>>>
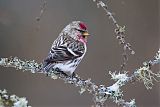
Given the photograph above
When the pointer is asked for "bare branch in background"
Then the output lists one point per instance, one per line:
(119, 32)
(100, 93)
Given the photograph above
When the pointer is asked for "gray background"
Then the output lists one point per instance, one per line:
(22, 36)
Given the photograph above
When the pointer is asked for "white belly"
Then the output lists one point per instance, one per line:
(68, 67)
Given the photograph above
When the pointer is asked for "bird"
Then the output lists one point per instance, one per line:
(68, 49)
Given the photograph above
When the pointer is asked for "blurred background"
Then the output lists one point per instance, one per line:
(22, 36)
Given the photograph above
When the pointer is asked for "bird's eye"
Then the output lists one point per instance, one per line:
(83, 36)
(80, 30)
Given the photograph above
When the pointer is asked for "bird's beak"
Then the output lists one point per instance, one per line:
(86, 34)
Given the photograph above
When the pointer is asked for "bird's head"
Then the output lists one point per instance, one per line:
(77, 30)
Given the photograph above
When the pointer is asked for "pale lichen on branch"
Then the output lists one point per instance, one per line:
(100, 93)
(119, 32)
(7, 100)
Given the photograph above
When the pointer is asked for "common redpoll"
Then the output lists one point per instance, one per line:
(68, 49)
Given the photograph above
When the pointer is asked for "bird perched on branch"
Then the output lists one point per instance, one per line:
(68, 49)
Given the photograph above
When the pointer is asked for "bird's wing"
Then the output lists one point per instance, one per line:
(62, 53)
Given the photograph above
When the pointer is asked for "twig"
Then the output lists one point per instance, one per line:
(119, 32)
(100, 93)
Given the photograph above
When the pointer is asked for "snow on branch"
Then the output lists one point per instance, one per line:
(100, 93)
(12, 100)
(119, 32)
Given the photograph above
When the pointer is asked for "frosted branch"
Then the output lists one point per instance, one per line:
(119, 32)
(12, 100)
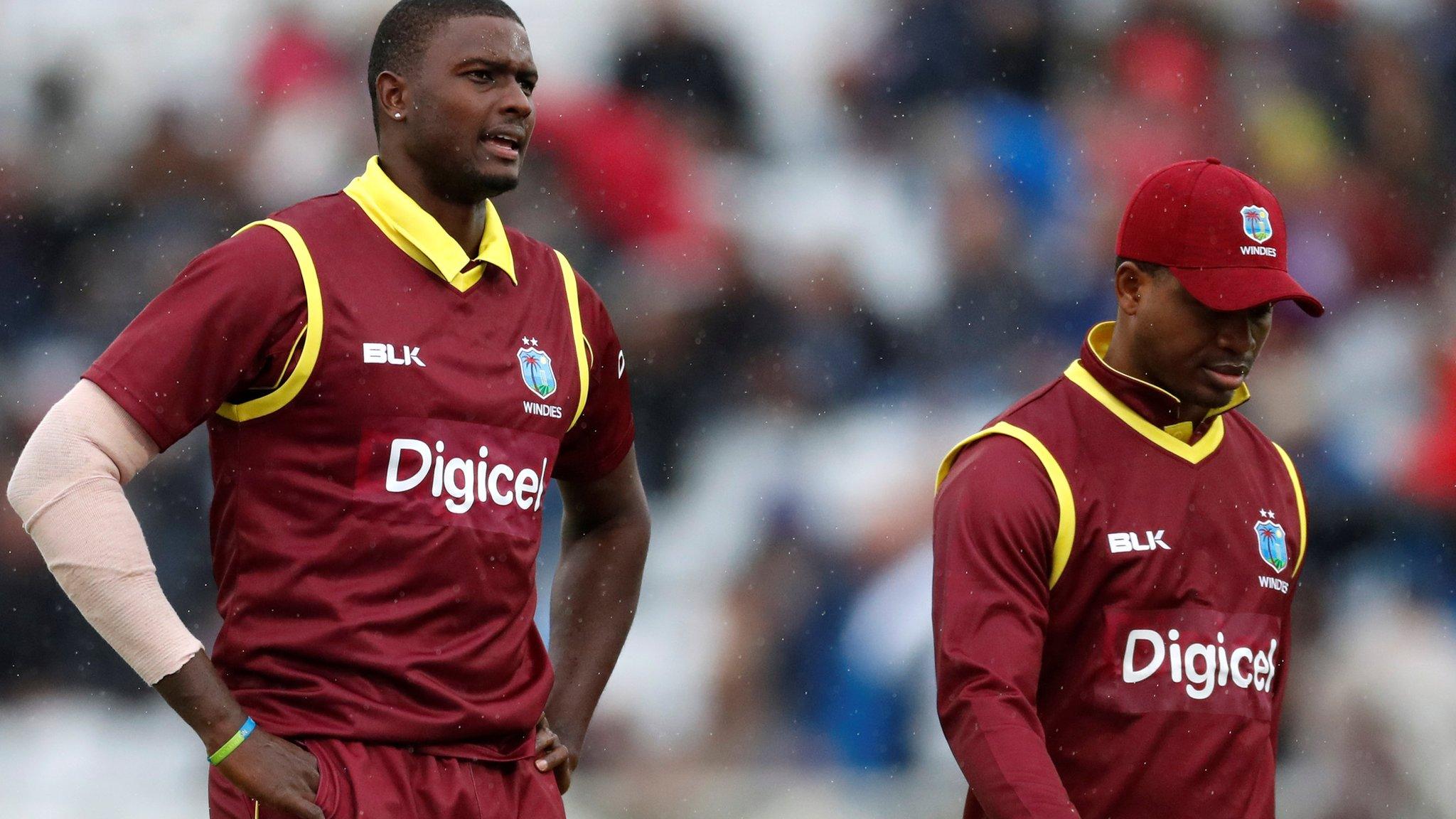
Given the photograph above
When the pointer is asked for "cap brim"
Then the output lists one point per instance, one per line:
(1244, 287)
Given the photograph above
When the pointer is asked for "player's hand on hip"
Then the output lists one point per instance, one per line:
(276, 773)
(554, 755)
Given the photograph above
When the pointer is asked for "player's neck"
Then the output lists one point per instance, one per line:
(1123, 358)
(465, 222)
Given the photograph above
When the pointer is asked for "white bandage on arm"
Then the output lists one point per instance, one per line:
(68, 490)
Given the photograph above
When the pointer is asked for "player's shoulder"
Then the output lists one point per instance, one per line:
(257, 257)
(530, 252)
(1239, 427)
(1032, 407)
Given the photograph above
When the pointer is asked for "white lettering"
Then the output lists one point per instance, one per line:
(545, 410)
(1146, 541)
(1244, 655)
(392, 483)
(1275, 583)
(439, 484)
(501, 471)
(1150, 637)
(1203, 678)
(376, 353)
(526, 487)
(464, 481)
(1200, 668)
(462, 493)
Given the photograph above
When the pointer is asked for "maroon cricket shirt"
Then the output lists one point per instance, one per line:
(1111, 604)
(385, 414)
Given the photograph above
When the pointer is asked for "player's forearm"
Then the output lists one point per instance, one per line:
(594, 599)
(1005, 759)
(198, 695)
(68, 490)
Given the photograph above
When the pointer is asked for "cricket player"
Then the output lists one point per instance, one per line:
(389, 378)
(1115, 554)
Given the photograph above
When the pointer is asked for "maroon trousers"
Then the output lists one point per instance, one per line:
(382, 781)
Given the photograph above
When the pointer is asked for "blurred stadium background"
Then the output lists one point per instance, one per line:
(835, 235)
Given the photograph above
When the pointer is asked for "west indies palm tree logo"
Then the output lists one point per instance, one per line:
(1257, 223)
(1271, 541)
(536, 369)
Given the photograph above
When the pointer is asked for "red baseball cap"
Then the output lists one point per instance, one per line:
(1218, 230)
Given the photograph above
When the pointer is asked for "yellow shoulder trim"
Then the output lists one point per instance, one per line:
(1066, 510)
(1299, 503)
(1193, 454)
(312, 336)
(574, 304)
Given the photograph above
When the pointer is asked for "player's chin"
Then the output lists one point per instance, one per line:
(496, 180)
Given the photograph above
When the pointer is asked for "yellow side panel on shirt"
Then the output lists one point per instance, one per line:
(312, 336)
(1299, 503)
(1066, 512)
(574, 304)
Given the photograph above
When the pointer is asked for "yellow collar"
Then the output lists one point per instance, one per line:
(422, 238)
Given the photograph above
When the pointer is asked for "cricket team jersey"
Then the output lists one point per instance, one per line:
(385, 414)
(1111, 604)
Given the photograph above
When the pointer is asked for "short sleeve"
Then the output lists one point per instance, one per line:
(218, 331)
(604, 432)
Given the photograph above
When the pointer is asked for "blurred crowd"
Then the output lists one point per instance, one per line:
(835, 240)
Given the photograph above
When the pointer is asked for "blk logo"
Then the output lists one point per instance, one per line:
(1136, 541)
(385, 355)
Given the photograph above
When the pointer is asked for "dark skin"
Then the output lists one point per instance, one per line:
(1167, 337)
(453, 134)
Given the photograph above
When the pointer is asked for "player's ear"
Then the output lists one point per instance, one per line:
(393, 97)
(1132, 283)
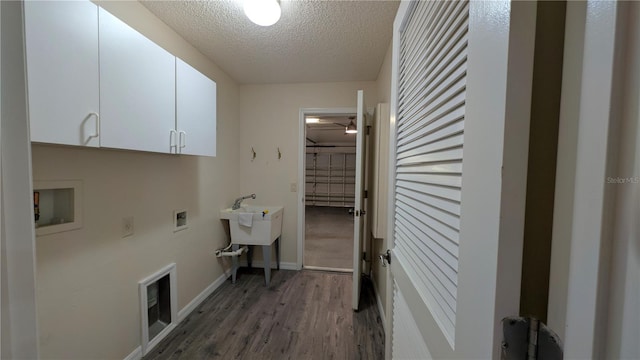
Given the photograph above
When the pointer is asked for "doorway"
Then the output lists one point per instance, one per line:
(329, 190)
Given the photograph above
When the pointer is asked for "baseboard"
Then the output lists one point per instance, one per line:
(383, 315)
(322, 268)
(135, 355)
(182, 314)
(260, 264)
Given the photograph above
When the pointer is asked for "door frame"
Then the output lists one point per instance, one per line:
(501, 36)
(302, 158)
(585, 206)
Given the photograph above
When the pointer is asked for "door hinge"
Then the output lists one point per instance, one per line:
(530, 339)
(385, 258)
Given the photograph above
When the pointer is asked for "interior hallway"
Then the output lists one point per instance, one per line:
(328, 237)
(302, 315)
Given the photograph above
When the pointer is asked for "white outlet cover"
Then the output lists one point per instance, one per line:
(127, 226)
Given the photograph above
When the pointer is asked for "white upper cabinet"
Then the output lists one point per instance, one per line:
(137, 89)
(195, 112)
(62, 63)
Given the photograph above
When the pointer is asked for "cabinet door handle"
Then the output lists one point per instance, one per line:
(172, 141)
(183, 139)
(97, 133)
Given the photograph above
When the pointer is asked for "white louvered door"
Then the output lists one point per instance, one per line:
(460, 107)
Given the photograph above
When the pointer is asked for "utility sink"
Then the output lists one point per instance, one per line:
(266, 224)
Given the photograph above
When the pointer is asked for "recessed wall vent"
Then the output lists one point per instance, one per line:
(158, 302)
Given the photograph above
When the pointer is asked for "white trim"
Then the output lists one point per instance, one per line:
(591, 212)
(18, 233)
(148, 345)
(401, 18)
(77, 187)
(135, 354)
(302, 150)
(260, 264)
(193, 304)
(322, 268)
(185, 311)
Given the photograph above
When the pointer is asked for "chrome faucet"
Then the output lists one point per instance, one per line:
(238, 203)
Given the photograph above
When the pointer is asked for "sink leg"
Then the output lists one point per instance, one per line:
(266, 252)
(249, 255)
(278, 252)
(234, 262)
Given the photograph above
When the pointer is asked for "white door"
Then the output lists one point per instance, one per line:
(359, 209)
(461, 91)
(62, 63)
(195, 111)
(137, 89)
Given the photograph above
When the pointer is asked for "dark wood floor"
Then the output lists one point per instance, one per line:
(302, 315)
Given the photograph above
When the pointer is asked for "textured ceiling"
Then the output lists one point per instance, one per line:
(314, 41)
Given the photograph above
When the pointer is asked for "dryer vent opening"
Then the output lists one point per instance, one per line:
(158, 301)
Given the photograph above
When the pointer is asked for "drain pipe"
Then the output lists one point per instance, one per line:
(222, 252)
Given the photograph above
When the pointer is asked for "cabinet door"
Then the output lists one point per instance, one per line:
(62, 71)
(137, 89)
(196, 111)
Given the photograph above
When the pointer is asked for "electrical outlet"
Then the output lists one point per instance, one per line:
(127, 226)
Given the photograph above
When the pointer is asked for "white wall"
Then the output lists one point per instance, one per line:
(270, 118)
(19, 323)
(87, 279)
(379, 275)
(624, 304)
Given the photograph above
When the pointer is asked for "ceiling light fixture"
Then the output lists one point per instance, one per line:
(263, 12)
(351, 128)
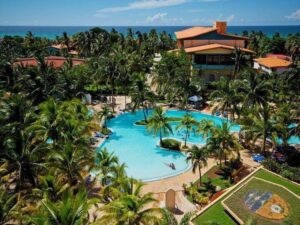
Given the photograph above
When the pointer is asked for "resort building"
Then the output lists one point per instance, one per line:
(211, 49)
(59, 48)
(54, 61)
(273, 63)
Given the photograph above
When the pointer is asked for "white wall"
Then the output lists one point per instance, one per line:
(193, 43)
(278, 70)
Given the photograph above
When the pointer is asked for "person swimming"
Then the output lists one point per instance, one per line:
(171, 165)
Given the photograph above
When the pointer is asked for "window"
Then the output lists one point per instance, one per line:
(213, 60)
(200, 59)
(211, 77)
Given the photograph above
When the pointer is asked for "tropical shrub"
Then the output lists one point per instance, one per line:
(171, 144)
(141, 123)
(291, 173)
(106, 131)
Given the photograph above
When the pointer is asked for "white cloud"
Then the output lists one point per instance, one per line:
(295, 15)
(230, 18)
(144, 4)
(208, 0)
(158, 16)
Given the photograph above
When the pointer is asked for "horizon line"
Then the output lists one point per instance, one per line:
(252, 25)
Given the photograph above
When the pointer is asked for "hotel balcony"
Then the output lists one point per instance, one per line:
(213, 62)
(212, 67)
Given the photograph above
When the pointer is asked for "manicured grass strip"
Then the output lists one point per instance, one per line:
(218, 180)
(215, 214)
(236, 203)
(263, 174)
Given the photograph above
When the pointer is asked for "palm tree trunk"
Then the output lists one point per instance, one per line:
(186, 135)
(125, 102)
(200, 176)
(160, 136)
(263, 147)
(145, 116)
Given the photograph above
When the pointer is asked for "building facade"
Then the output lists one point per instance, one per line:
(211, 49)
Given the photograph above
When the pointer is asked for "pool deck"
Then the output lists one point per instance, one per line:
(160, 187)
(176, 182)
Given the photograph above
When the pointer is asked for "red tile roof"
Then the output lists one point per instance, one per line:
(279, 56)
(59, 46)
(55, 61)
(196, 31)
(273, 62)
(193, 32)
(213, 46)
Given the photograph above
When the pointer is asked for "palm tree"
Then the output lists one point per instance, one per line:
(66, 41)
(198, 158)
(283, 121)
(71, 160)
(105, 162)
(159, 123)
(205, 127)
(18, 148)
(258, 123)
(226, 98)
(8, 205)
(227, 141)
(169, 218)
(254, 89)
(104, 114)
(131, 209)
(110, 66)
(72, 209)
(141, 94)
(187, 122)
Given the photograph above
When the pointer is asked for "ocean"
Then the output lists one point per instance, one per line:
(52, 31)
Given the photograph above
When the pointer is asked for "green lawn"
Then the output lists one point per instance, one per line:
(218, 180)
(214, 214)
(237, 205)
(278, 180)
(217, 214)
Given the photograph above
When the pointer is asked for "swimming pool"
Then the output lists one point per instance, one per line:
(138, 149)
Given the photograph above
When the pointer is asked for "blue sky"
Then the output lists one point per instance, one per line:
(148, 12)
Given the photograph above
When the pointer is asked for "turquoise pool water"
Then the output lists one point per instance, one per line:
(292, 140)
(139, 151)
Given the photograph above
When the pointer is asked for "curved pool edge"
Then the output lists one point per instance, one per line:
(147, 180)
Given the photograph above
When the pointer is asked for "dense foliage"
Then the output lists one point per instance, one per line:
(45, 152)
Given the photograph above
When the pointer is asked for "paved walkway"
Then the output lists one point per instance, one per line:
(160, 187)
<<<
O QUE FAZER:
Mostre cada linha dos itens acima em que aparece a palavra "ceiling".

RESULTADO DA TAREFA:
When the pointer is asked for "textured ceiling"
When the pointer is asked for "ceiling light fixture"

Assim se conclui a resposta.